What the task asks: Copy the records below exactly. Include all of them.

Exercise material:
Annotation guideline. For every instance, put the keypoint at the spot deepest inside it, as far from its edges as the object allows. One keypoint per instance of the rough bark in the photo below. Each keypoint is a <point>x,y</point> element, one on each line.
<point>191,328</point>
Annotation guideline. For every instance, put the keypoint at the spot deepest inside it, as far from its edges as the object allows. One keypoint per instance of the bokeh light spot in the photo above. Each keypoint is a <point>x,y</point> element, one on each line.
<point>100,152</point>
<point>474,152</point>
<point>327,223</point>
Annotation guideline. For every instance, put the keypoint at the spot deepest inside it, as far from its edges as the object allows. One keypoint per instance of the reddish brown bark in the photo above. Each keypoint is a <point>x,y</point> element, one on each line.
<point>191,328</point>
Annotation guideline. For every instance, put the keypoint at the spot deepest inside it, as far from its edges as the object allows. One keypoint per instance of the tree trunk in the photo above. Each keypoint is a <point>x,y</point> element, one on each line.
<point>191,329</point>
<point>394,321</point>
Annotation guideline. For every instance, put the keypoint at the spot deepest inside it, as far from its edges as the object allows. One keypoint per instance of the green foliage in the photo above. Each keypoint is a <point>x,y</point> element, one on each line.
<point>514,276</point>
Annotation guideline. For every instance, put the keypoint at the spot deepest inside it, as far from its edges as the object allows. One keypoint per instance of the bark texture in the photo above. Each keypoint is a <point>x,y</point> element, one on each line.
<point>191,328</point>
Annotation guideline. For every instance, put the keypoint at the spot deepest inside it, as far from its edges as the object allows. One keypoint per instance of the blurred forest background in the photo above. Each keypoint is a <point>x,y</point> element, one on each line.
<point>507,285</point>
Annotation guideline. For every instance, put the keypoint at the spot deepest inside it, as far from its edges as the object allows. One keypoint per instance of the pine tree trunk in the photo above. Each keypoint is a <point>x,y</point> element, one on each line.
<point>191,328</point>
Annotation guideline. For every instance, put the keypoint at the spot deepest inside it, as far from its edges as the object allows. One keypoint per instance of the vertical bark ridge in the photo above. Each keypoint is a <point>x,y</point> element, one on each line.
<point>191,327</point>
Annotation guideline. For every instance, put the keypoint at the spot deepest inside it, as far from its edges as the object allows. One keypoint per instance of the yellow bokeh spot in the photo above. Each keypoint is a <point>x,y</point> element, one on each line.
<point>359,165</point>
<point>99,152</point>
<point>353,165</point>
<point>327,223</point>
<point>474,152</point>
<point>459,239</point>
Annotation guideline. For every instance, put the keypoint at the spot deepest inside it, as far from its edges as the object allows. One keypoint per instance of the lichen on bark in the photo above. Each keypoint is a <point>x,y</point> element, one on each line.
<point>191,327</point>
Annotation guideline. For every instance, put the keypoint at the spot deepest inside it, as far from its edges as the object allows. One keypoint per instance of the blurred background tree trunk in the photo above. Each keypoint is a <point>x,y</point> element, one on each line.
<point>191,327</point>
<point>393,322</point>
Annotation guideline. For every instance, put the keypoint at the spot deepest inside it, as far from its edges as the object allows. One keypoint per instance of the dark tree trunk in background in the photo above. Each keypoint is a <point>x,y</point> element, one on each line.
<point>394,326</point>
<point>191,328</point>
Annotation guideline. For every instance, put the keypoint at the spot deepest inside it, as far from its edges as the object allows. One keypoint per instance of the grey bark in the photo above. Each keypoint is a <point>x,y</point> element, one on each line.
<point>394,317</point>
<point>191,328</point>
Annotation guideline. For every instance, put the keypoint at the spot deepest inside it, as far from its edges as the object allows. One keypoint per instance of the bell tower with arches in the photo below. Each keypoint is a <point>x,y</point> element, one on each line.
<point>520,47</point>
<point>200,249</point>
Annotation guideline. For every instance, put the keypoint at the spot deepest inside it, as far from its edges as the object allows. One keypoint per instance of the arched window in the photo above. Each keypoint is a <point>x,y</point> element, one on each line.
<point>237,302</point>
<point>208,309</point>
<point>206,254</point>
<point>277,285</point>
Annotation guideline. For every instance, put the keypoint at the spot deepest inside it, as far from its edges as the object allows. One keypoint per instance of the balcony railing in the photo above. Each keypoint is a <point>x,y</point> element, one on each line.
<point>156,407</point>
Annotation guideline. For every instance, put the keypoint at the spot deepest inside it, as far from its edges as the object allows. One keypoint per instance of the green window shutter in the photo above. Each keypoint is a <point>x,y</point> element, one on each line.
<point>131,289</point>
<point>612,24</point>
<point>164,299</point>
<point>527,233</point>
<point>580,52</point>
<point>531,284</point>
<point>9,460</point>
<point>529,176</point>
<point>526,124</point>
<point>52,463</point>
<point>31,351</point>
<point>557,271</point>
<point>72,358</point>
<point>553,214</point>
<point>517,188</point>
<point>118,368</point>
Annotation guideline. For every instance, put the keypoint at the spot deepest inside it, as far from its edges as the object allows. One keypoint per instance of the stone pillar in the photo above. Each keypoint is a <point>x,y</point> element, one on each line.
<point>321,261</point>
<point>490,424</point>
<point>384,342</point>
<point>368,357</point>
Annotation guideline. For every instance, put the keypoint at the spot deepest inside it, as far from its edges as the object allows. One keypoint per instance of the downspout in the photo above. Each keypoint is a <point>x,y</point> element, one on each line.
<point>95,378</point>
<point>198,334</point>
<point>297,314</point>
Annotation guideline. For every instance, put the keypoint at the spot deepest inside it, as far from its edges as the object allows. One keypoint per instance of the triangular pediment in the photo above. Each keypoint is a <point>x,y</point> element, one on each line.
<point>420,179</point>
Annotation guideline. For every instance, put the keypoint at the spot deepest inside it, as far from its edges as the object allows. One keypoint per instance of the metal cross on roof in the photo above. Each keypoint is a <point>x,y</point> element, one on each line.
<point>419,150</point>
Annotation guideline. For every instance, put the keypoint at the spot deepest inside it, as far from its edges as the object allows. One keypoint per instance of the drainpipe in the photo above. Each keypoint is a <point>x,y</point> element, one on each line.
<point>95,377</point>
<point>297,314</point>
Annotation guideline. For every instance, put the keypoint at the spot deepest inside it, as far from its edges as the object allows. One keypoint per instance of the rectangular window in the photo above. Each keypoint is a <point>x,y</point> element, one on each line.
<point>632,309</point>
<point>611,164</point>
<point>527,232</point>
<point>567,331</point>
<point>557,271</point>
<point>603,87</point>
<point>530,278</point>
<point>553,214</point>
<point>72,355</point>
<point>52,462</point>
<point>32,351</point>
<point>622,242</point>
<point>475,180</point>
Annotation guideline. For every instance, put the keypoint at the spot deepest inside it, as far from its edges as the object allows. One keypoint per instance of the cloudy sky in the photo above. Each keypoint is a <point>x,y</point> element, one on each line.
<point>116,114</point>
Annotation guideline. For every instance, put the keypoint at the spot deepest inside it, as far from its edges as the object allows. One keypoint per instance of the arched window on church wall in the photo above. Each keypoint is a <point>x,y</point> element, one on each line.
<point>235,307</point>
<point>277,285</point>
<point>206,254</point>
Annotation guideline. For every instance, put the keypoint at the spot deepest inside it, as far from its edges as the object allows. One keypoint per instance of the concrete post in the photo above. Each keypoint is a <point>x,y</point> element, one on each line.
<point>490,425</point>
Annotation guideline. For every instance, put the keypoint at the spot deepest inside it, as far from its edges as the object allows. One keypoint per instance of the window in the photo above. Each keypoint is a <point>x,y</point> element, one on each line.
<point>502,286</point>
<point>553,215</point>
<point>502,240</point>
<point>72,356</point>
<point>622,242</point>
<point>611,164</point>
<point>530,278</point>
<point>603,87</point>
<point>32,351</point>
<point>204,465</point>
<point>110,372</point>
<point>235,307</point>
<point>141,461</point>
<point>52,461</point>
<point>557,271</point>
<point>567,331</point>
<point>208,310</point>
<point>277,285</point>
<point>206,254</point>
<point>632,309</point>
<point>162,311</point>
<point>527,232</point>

Response to this task:
Annotation guideline. For every instance, put the keypoint at the spot deepest inside it, as far from its edges as the object allows. One keypoint per instance of the rough bark in the photo below. Each keypoint is a <point>x,y</point> element, one on each line.
<point>191,328</point>
Annotation guideline. For every instance, put the keypoint at the spot deepest inside it, as far from its edges as the object allows. One keypoint per instance of the bokeh light spot in the photo above. Each keypoint is a <point>x,y</point> element, one on each line.
<point>100,152</point>
<point>474,152</point>
<point>327,223</point>
Annotation guideline. For every instance, put the keypoint at the spot deepest inside it, as far from its edges as the object allows. One keypoint per instance of the reddish brown bark in the photo above. Each keypoint is a <point>x,y</point> element, one on each line.
<point>191,328</point>
Annotation guideline. For every instance, put the keypoint at the spot deepest inside it, as far from its edges as the object allows. One keypoint per instance of the tree trunk in the photo above. Each keypoint is a <point>x,y</point> element, one on each line.
<point>191,329</point>
<point>394,321</point>
Annotation guideline. For every instance, put the keypoint at the spot deepest inside it, as far from its edges as the object allows. One keypoint per instance of the green foliage in the photo above. Each keypoint is a <point>x,y</point> element, one on each line.
<point>514,276</point>
Annotation guideline. For every instance, put the keypoint at the spot deepest inside it, as far from its edges as the object allows. One keypoint per instance of the bark texture in the photo above. Each keypoint is a <point>x,y</point> element, one on each line.
<point>191,328</point>
Annotation guideline. For every instance, put the keypoint at the spot deepest inside it, as far from its edges as the object allows. One keypoint per instance of the blurred forest background in the photo above. Each keypoint is a <point>x,y</point> element, one on each line.
<point>507,285</point>
Annotation guideline. For every instance, put the keypoint at the spot deepest inside it, as far from its edges as the object allows. One keypoint per instance of the pine tree trunk in the photo above. Each keypoint is a <point>x,y</point> element, one on each line.
<point>191,328</point>
Annotation guideline. For every instance, put the keypoint at the spot deepest inside it, as far from its edges as the object allows. One keypoint per instance of the vertical bark ridge in the photo above. Each keypoint is a <point>x,y</point> element, one on each line.
<point>191,327</point>
Annotation guideline. For every instance, put the keypoint at the spot deepest inside it, as far from its edges as the object allows. One keypoint per instance of the yellow bokeh spot in the photo above. Each keypoint is a <point>x,y</point> element, one on each line.
<point>359,165</point>
<point>99,152</point>
<point>353,165</point>
<point>327,223</point>
<point>474,152</point>
<point>459,239</point>
Annotation guideline. For every instance, put the keypoint at the spot deepest inside it, as far from its edges as the object allows. One keypoint per instance of the lichen on bark in the photo above. Each keypoint is a <point>x,y</point> element, one on each line.
<point>191,327</point>
Annotation guideline. For every instance, put the keypoint at the spot deepest inside it, as far from its edges as the object allows. One keypoint per instance of the blurred background tree trunk in the photo above. Each keypoint is a <point>x,y</point> element, one on each line.
<point>191,327</point>
<point>393,322</point>
Annotation guideline. For every instance, put the keypoint at the spot deepest inside it, as far from its edges as the object allows. One keypoint per instance of the dark tree trunk in background in the photo above. Each keypoint is a <point>x,y</point> element, one on each line.
<point>394,326</point>
<point>191,328</point>
Annotation guideline. For every instance, put the keypoint at the spot deepest inside it, as far from its edges as the object allows. One keypoint per instance of the grey bark in the photo above. Each keypoint is a <point>x,y</point> element, one on each line.
<point>394,317</point>
<point>191,328</point>
Annotation guideline. For every instance, put the keypoint at the spot deepest inside it, as far from its edges as the object allows. One keypoint per instance of the bell tower with arches in the photo below. Each keypoint is a <point>x,y</point> element, one on each line.
<point>520,47</point>
<point>200,249</point>
Annotation guideline. For every instance, put the keypoint at the spot deepest inside it, as far from its edges as the object allows. One keypoint per instance of the arched window in the photo above. Each keypoint is a <point>x,y</point> element, one on each line.
<point>237,302</point>
<point>208,309</point>
<point>206,254</point>
<point>277,285</point>
Annotation guideline. For every instance, put the keypoint at the spot deepest inside it, as far from its edges as the object allows. One keypoint per instance of the balcony railing in the photo above. Each keypoint is a <point>x,y</point> element, one on each line.
<point>156,407</point>
Annotation guideline. For every instance, put the keypoint at the spot deepest inside it, as far from its edges as the object allows. One keypoint per instance of the green window shutter in the photo above. Each keypoint is a <point>x,y</point> element, one on each line.
<point>131,289</point>
<point>612,24</point>
<point>164,299</point>
<point>527,233</point>
<point>580,52</point>
<point>531,284</point>
<point>9,460</point>
<point>529,176</point>
<point>526,124</point>
<point>52,463</point>
<point>31,351</point>
<point>557,271</point>
<point>72,358</point>
<point>553,214</point>
<point>517,188</point>
<point>118,368</point>
Annotation guideline. For every instance, put the keypoint at the spot deepest inside it, as far from its edges as the object allows. One keypoint per instance of the stone pillar in the photo above. Each keypoint is a <point>x,y</point> element, one on each line.
<point>321,261</point>
<point>490,424</point>
<point>384,342</point>
<point>368,357</point>
Annotation guideline. For every instance, put the keypoint at the spot deepest inside it, as far from its edges as the object allows. One keypoint per instance of the downspout in the photo above. Each keypoint is a <point>x,y</point> element, one on each line.
<point>95,378</point>
<point>198,334</point>
<point>297,314</point>
Annotation guideline. For every instance, put the keypoint at the spot deepest inside it, as far from its edges as the object allows. One keypoint per instance of the triangular pediment in the photo above. Each keypoint is a <point>x,y</point> element, one on each line.
<point>420,179</point>
Annotation guideline. For every instance, put the keypoint at the spot deepest inside it, as far from its edges as the object allows. One keypoint per instance of the metal cross on roof in the photo above. Each keypoint is a <point>x,y</point> element, one on each line.
<point>419,150</point>
Annotation guideline. For every instance, put the keypoint at the spot deepest inside it, as far from its edges as the object allows. One keypoint per instance of the drainpipe in the photo above. Each keypoint is a <point>x,y</point> element, one on each line.
<point>95,377</point>
<point>297,314</point>
Annotation guideline. For every instance, put the keypoint at the spot deepest inside it, as far from its edges as the object allows. One keypoint per instance of the rectangular window in the photo above. Each keypoint is a <point>x,y</point> element, one on each line.
<point>632,309</point>
<point>611,164</point>
<point>527,232</point>
<point>567,331</point>
<point>557,271</point>
<point>603,87</point>
<point>530,278</point>
<point>553,214</point>
<point>72,355</point>
<point>52,462</point>
<point>32,351</point>
<point>622,242</point>
<point>475,180</point>
Annotation guideline. For every instance, put the keypoint at the spot deepest inside it, as far from its edges as the object allows. One keypoint per instance of the cloudy sky in the photo above. Each keypoint is a <point>x,y</point> element, one on each line.
<point>116,114</point>
Annotation guideline. For every instance, put the keypoint at the spot deepest inside it, as far from its edges as the object allows. One keypoint per instance of the arched window on church wall in the photo above. Each keypoint is a <point>x,y</point> element, one on each line.
<point>235,307</point>
<point>277,285</point>
<point>206,254</point>
Annotation guideline. For every instance, put the keypoint at the spot deepest inside it, as far from its edges as the object allows. One keypoint per instance of the concrete post in the photo above. Each keypoint is a <point>x,y</point> element, one on each line.
<point>490,425</point>
Annotation guideline. For every instance, put the keypoint at the spot deepest inside it, as far from its edges as the object allows. One keypoint per instance of the window in the photo above. Each keypoint is a <point>x,y</point> element, one on each line.
<point>502,286</point>
<point>553,215</point>
<point>502,240</point>
<point>72,356</point>
<point>622,242</point>
<point>611,164</point>
<point>530,278</point>
<point>603,87</point>
<point>32,351</point>
<point>204,465</point>
<point>110,372</point>
<point>235,307</point>
<point>141,461</point>
<point>52,461</point>
<point>557,271</point>
<point>567,331</point>
<point>208,310</point>
<point>277,285</point>
<point>206,254</point>
<point>632,309</point>
<point>162,311</point>
<point>527,232</point>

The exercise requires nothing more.